**Task to carry out**
Set down exactly the lines from the one containing "Note: for every instance of the fur collar" through the end of the records below, both included, and nothing else.
+++ Record extracts +++
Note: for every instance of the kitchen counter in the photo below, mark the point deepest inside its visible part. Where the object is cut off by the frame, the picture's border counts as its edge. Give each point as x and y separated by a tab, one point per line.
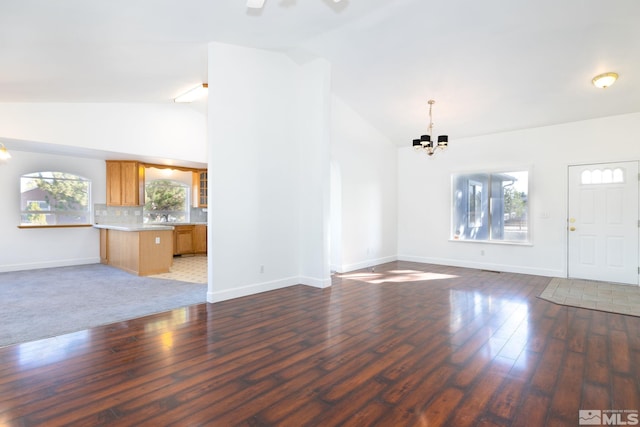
134	227
141	249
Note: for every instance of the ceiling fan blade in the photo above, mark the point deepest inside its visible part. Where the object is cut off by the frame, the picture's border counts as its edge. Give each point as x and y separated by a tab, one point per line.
255	4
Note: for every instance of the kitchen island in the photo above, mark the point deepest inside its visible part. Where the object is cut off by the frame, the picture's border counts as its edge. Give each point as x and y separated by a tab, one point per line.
140	249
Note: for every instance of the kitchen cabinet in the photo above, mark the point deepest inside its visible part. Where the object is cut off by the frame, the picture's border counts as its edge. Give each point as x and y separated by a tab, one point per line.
200	239
190	239
125	183
104	246
200	188
138	250
183	240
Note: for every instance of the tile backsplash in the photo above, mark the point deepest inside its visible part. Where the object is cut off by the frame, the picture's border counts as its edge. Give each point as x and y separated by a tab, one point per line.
104	214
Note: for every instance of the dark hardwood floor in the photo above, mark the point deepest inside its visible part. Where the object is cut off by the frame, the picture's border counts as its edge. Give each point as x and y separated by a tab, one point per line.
411	344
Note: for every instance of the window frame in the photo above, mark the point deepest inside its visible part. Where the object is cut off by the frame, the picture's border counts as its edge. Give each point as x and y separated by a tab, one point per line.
490	211
88	213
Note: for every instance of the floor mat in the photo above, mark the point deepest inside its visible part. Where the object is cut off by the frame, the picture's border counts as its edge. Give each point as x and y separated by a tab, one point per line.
604	296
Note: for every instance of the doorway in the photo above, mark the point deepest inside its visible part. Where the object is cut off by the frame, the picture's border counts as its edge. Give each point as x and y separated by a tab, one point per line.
602	237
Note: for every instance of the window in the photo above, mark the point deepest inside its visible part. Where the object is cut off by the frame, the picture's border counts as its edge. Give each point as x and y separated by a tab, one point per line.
54	198
166	201
491	207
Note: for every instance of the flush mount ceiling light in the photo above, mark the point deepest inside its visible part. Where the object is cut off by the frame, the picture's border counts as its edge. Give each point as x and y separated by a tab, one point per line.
605	80
193	94
425	143
4	154
258	4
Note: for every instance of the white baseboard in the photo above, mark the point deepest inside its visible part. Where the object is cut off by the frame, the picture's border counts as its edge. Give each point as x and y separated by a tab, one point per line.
365	264
48	264
315	282
243	291
486	266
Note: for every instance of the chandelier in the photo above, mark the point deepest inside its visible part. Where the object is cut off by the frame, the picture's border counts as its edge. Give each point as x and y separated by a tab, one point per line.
425	143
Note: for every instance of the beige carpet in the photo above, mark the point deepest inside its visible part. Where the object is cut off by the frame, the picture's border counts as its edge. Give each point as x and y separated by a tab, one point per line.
611	297
191	269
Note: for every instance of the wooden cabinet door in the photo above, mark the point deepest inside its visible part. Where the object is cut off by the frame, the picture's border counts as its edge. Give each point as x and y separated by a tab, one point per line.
125	183
104	246
183	240
200	239
130	184
114	184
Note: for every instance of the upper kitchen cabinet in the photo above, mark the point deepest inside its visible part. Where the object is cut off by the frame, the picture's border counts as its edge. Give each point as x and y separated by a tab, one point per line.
125	183
200	189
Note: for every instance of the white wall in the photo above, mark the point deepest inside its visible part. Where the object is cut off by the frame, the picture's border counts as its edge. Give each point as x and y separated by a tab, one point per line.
173	131
256	172
312	136
23	249
424	191
366	162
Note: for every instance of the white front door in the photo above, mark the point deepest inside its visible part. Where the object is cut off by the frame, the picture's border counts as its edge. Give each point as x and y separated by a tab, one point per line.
603	222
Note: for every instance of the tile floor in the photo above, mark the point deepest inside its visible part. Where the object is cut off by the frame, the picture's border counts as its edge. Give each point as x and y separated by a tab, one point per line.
611	297
187	269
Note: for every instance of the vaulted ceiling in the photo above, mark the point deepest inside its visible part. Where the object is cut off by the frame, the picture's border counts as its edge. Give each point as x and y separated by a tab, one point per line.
491	66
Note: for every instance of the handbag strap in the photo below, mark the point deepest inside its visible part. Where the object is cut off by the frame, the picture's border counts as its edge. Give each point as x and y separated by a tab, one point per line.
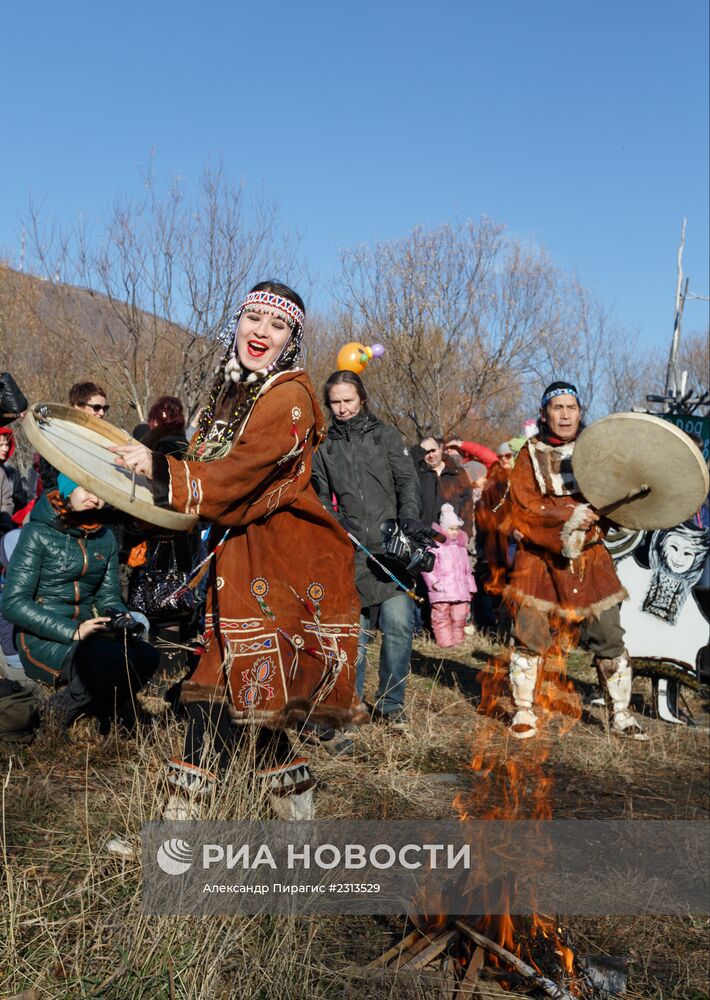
172	565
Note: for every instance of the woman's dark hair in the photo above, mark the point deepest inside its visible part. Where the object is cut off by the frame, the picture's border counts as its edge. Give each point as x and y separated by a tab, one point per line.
278	288
348	378
167	410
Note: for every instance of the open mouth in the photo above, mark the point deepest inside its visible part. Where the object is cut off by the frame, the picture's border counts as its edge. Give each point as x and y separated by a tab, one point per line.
256	349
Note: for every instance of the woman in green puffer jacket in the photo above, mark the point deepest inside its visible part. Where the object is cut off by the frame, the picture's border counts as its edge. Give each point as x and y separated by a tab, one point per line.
62	583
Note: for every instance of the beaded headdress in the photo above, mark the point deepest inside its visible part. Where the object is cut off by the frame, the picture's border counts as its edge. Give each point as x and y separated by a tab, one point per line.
213	440
270	304
565	390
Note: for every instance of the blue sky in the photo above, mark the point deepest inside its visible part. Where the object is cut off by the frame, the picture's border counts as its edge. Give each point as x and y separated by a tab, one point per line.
582	126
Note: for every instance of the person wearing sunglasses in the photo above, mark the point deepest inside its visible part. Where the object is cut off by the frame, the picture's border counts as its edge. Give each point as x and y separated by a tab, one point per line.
89	397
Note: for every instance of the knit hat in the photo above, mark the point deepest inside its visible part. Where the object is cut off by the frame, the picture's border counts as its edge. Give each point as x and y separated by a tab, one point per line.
558	389
448	518
65	485
475	470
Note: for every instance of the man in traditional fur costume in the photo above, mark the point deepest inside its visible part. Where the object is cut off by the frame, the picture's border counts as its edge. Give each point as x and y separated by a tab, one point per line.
563	572
282	618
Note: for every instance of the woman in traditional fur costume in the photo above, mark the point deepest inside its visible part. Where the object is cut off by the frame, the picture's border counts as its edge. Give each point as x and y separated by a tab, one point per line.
563	571
282	610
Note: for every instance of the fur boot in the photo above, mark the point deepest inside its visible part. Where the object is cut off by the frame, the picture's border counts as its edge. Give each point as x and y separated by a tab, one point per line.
616	678
191	785
290	788
523	675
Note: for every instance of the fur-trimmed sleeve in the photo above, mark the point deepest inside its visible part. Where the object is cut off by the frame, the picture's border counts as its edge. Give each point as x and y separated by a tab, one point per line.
261	472
550	522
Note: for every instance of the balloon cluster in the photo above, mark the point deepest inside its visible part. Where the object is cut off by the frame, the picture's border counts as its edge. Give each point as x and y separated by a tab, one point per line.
354	357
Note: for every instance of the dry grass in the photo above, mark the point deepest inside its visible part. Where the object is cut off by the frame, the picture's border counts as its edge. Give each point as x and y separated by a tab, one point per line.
71	921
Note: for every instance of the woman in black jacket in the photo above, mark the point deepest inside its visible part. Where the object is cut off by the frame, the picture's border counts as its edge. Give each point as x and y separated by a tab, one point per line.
61	592
365	466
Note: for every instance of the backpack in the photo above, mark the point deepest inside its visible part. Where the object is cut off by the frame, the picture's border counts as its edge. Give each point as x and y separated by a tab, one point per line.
19	711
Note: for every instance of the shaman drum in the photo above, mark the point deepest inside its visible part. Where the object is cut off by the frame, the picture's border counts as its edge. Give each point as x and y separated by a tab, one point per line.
77	444
640	471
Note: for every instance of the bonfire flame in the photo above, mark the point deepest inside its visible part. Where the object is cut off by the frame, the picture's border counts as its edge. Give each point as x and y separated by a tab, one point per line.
517	786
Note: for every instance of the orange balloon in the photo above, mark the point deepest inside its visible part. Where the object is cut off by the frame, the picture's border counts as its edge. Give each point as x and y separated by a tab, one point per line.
353	358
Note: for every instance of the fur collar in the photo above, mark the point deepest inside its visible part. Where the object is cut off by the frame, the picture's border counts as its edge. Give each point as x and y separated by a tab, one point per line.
553	468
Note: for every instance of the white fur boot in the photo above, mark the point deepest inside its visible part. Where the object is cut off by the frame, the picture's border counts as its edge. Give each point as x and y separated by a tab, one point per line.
523	675
192	784
616	678
290	788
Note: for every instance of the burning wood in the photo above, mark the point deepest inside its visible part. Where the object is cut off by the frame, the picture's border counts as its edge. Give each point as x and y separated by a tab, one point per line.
421	948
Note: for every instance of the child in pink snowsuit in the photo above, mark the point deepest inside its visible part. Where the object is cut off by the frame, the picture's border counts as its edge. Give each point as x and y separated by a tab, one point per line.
450	583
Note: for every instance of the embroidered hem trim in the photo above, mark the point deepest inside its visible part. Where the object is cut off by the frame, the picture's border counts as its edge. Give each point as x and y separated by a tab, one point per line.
511	595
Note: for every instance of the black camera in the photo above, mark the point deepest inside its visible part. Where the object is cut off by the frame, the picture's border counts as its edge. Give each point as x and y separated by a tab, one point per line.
414	552
123	622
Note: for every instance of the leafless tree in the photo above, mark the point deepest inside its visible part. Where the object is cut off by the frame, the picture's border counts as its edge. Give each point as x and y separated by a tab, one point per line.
164	275
472	321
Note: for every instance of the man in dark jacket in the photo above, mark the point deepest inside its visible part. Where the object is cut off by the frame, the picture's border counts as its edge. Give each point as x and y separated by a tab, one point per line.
+++
**Written solution**
Note: for every instance of the fur collar in the photo above, mark the point deepest inside its visible part. Where the object is cut off by the frame, the picture's border counts as its edge. Give each point as x and y separated by a tab, one point per line.
553	468
Note: for every instance of the white fur boot in the photo above, mark the point deepest inside its visible part. Where the object is cut off by the frame, the picture's border counts as its edge. Give each point as x and y separated by a tab, one point per line.
523	675
192	784
616	678
290	788
Note: for every instance of the burning wood in the photo above, mark the point deepest inside its visible part. Where the object is cut off by the frame, the picture's border counts as its edge. Give each point as x and y separated by a tab, one point per line.
421	948
Note: for every instance of the child in pink snowsuit in the photo above, mark the point deepest inside its visible part. Where the object is cut off by the frame, the picture's border counts as its edge. Give each point as x and y separated by a tab, one point per line.
450	583
Note: for every instance of the embroidered hem trim in the photo above, mark the point deepest inside its visible part. Where the object is cut off by the frame, the picture's border counts as its edge. Give each point as x and y separated by a tab, one point per line.
511	595
Note: for every instance of the black camera in the photo above, mark the point deepest inside its visible part. Where the object is cut off by the frame, the picture's border counts as its edge. Give each point as x and y separated by a tab, one point per line.
414	552
123	622
Note: for every instance of the leafless tree in the photo above, mark the point deepest inside its visible part. Where the object is cut off by the frame, the picture's border counts as its edge. Give each point as x and y separated by a tab, one point per line.
164	275
472	321
Note: for every instance of the man in dark jacket in the photo above, mark the point deepest inside its visible part. Where the object is cut off by the frame, the picture's border counts as its edge. Give each point as x and y separated by a tab, one point per line.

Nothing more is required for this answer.